## Assignment:
Nothing but the pictures should be dropped; repeat the rest of the data below exactly.

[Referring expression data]
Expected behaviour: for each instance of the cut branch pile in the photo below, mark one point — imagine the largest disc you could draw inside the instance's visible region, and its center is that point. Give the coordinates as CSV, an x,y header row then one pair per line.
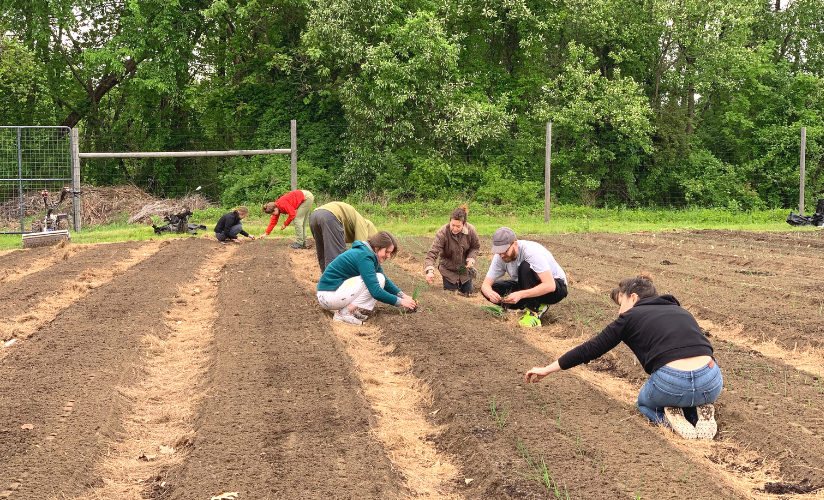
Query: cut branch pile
x,y
102,205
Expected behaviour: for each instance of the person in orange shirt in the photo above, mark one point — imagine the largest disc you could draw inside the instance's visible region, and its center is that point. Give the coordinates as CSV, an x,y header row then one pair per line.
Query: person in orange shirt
x,y
297,205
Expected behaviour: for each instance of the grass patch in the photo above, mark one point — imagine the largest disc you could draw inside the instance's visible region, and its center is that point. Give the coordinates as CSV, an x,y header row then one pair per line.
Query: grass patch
x,y
426,217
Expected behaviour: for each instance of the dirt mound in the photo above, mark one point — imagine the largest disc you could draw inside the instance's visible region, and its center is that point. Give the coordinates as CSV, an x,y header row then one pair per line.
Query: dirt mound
x,y
102,205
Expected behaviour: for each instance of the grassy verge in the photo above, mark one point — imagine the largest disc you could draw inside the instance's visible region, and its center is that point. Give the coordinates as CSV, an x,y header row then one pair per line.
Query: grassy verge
x,y
424,219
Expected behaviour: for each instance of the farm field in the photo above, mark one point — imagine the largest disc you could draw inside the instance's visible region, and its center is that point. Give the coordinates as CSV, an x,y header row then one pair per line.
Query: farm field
x,y
187,369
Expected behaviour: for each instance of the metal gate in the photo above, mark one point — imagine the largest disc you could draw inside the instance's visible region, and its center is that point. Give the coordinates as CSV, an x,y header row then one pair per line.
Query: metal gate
x,y
33,159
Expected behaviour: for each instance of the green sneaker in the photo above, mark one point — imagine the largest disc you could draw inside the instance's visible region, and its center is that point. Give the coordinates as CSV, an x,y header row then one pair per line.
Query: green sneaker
x,y
530,320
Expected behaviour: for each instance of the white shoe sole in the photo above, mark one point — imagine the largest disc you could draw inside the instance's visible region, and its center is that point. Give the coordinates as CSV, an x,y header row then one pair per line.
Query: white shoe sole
x,y
706,428
349,319
674,418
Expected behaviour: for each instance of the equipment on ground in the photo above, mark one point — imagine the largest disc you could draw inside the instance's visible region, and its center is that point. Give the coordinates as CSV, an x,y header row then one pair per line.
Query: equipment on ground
x,y
816,219
178,223
54,227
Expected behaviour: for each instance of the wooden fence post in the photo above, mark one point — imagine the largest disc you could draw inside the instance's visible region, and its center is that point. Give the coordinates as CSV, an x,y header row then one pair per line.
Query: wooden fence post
x,y
547,169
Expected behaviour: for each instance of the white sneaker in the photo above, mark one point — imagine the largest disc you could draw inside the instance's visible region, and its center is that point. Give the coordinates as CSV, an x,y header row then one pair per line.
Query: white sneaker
x,y
706,426
674,418
346,318
359,315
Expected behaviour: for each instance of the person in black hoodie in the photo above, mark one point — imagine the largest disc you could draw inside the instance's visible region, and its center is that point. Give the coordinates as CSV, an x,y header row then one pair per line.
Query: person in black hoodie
x,y
684,378
229,226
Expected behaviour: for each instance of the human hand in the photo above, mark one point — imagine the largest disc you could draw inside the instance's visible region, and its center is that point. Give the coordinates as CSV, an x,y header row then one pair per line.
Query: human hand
x,y
408,302
536,374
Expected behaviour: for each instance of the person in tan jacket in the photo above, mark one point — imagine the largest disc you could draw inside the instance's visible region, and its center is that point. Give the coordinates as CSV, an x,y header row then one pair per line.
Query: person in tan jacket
x,y
333,226
456,245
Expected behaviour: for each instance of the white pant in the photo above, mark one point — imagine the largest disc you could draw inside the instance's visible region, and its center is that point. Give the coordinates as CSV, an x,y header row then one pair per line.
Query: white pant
x,y
353,291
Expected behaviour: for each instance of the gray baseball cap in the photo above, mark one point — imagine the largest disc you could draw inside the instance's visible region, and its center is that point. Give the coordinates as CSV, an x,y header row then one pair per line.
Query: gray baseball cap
x,y
501,240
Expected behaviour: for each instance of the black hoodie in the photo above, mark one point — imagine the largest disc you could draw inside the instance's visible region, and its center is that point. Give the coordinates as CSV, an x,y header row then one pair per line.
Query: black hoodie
x,y
227,222
657,329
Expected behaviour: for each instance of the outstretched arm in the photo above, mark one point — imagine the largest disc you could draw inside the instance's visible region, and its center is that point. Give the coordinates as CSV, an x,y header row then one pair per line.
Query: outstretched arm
x,y
537,373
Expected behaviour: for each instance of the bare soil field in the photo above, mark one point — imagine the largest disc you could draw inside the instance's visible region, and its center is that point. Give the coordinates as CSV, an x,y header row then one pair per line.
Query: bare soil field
x,y
187,369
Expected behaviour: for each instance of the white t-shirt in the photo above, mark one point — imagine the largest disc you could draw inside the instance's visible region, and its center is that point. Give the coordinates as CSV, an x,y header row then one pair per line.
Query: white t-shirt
x,y
538,257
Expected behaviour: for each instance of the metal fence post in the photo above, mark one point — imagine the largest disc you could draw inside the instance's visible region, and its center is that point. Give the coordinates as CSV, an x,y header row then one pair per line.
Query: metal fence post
x,y
803,167
547,168
294,134
76,200
20,176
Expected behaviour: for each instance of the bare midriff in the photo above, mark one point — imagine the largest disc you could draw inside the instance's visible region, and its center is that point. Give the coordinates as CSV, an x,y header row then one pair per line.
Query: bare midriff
x,y
689,364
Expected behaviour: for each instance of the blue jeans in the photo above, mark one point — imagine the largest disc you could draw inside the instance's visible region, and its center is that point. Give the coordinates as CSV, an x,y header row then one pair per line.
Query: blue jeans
x,y
685,389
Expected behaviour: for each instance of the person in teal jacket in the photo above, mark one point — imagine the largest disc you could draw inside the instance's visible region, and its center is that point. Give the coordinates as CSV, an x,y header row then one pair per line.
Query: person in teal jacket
x,y
355,279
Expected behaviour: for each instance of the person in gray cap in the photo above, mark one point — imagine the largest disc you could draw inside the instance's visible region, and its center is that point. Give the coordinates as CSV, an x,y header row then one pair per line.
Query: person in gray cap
x,y
537,280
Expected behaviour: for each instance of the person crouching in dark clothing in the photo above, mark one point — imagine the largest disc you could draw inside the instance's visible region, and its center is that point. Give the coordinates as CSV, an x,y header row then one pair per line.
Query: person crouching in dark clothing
x,y
684,378
229,226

## Written answer:
Expected behaviour: for each instance of the cut branch pile in the photo below, mark one point — imagine the largest disc you could draw inside the instance's visible region, and its center is that point. Give the coordinates as CSV, an x,y header row then one pair per line.
Query: cut branch pile
x,y
102,205
Expected behaviour: for each instance of the person in orange shirt in the photo above, mark one point — imagine the largest disc you could draw inside the instance's visible region, and its center is that point. Give the coordinates as CSV, an x,y header row then one pair per line.
Query: person in orange shirt
x,y
297,205
Expected behaviour: for each instance of the grass patch in the photo above, mark one point — imagine the largest disc you could draw inside the instance's visible region, and its center is that point. Give the coordinates as CSV, an x,y header row then one pair per line.
Query: grass patch
x,y
426,217
Expected behaviour: for each instance of the dirt mound in the photo above, mark one point — imagine the largest disc you could draw inside the instance's visible region, and its center is that point. Give the coordinates as CSV, an x,y header row then one pair per line.
Query: dirt mound
x,y
102,205
Expected behaviour: for each instance of the grassy verge in the photo above, mark one point — imagine the largest disc you could draw inside the instance's visible region, and its center is that point. Give the coordinates as CSV, an x,y header row then one pair per line.
Query: grassy verge
x,y
424,219
Expected behaviour: for each instance of the farm field in the photo above, mark one point — imagine the largest disc you could draw inside the instance's visible region, and its center is that point. Give the coordinates as CSV, an x,y header row then one pair per line.
Query: farm field
x,y
187,369
Expected behaviour: for each instance of the metal gate in the photo above, mark one point — imagine the largest disc you could draw inside the instance's visible region, and its center is that point. Give the coordinates as CSV, an x,y header row then one pair per line.
Query: metal gate
x,y
33,159
Expected behaviour: for each instance of the green sneaker in the photo above, mark one point — imagine the largest disc you could draw inside the instance's visible region, and its center is that point. Give the coordinates as CSV, an x,y header row then one pair per line.
Query: green sneaker
x,y
530,320
Expected behaviour: for each instance of the white shoe sole in the photo above, mark one point — imagine the largest disc you could draw inside the instance's visible region, and its center is that point. Give the coordinates as CSV, an x,y header row then one pair per line.
Query: white shoe sole
x,y
706,428
349,319
674,418
Expected behaviour: for each instance of the equipment on ground in the photo above, mark one point — imagine the largest disc you could draw inside the instance's visible region, and its center is that point. Give the coordinates as CSV, an x,y header row then one pair per line.
Query: equipment on ground
x,y
816,219
178,223
54,227
Expected behaviour: for each instance of the wooden fence post in the photo above, mark one point — imagine the largest disc you could draw inside the instance's visible region, and its center is that point. Give the coordinates as CSV, an x,y header row then one pair per line.
Query: wooden fence post
x,y
547,169
Expected behaviour: for each instance of the white sneaker in the photo above, mark one point — imagine the largest disc you could draw inside the instance's visible region, and its center is that point. Give the coordinates as CSV, an x,y header row then one pair per line.
Query: white sneaker
x,y
706,426
674,418
346,318
359,315
Expected behaviour: for each instance of the person in black hoodie in the photo above, mark one point — imagine the largest disc you could draw inside the instance's visible region, and its center is that point. Give the coordinates as CSV, an x,y header row then one pair per line.
Query: person in black hoodie
x,y
684,378
229,226
Expected behaviour: for each instance of the human hand in the photo above, mark one point — imagine the largest disc you could draw inside the instance's visible region, and its center is that point. Give the coordinates as CSV, an x,y header row then one pair per line.
Query: human hand
x,y
408,302
536,374
Expected behaviour: for each instance of the person in tan jacket in the photo above, mark one point — imagine the largest disc you could draw inside the instance's visible region, and its center is that point. Give the coordinates as CSV, an x,y header row then one pair per line.
Query: person in tan jacket
x,y
333,226
456,245
Expected behaviour: for each instance of the white pant in the photo above, mark one point — imagine the largest disc you could draw inside the instance's visible region, and its center is that point. Give the coordinates as CSV, an x,y header row then one pair per line.
Query: white pant
x,y
353,291
Expected behaviour: for each instance of the gray baseball cap in the photo above, mark one point — imagine the largest disc you could draw inside the instance's visible region, and its center is that point. Give the coordinates as CSV, an x,y header row then one pair per line.
Query: gray baseball cap
x,y
501,240
Expected behaviour: for each instance of the black hoodie in the photo above, mark one point — imagine the largest disc you could draw inside the instance's visible region, and its center is that point. Give the coordinates as CSV, an x,y header row then one pair per line.
Query: black hoodie
x,y
227,222
657,329
Expected behaviour: for each instance of the outstretched arm in the photo above, mark one point — imagine the largest disc you could draw inside the instance's visible region, and its center is that point. Give the coordinates as CSV, an x,y header row then one pair per line.
Query: outstretched arm
x,y
537,373
Expected behaviour: for each instance of the bare soil field in the photo above, mark one point — imagine the largest disc you could draw inside the instance's visible region, and its center is that point. Give the coordinates as CSV, an x,y header row then one pair per line.
Query: bare soil field
x,y
187,369
Expected behaviour: for each instance of the white t-shirt in the photo above, mark one point — imagine the largest disc you could draw inside the instance's visible region, and its center is that point. Give the coordinates as CSV, an x,y header row then one pair per line.
Query: white t-shirt
x,y
538,257
Expected behaviour: for each instance of the metal fence post in the photo above, mark one point — imagine the largest disc you could draw inside the instance's visible region, and its center is that point. Give the coordinates as CSV, an x,y header row then one pair per line.
Query: metal fence post
x,y
803,167
547,168
294,134
76,200
20,176
Expected behaviour: for each instance of the bare midriff in the photo above, mark one point — imagine the largest disc you could draw inside the instance's visible region, and its center is that point. Give the coordinates as CSV, an x,y header row then one pair per line.
Query: bare midriff
x,y
689,364
Expected behaviour: for each instance of the blue jeans in the photo above, mark one point — imagine the largest disc you could draw inside the instance's visible region, and its center is that point. Give the coordinates as CSV, an x,y header row then one pair per line.
Query: blue jeans
x,y
685,389
Expected behaviour: for each instance of the person in teal jacket in the photo above, mark one point — imagine the largest disc you could draw inside the instance's visible region, and its center is that point. Give the coordinates as CSV, an x,y header row then one pair per line.
Query: person in teal jacket
x,y
355,279
Expected behaviour: for each instance of the person in gray cap in the photo above, mark one point — imagine the largest disc you could draw inside the instance's visible region, and its center is that point. Give the coordinates as CSV, an x,y header row then one pair per line.
Query: person in gray cap
x,y
537,280
Expected behaviour: for each instance of the person crouching in dark clothing in the photo above, mark one point — imagine the largest disc you could draw inside the instance's visible region, and its center is that point. Give the coordinates as CSV, an x,y header row then one pair per line.
Query: person crouching in dark clothing
x,y
684,378
229,226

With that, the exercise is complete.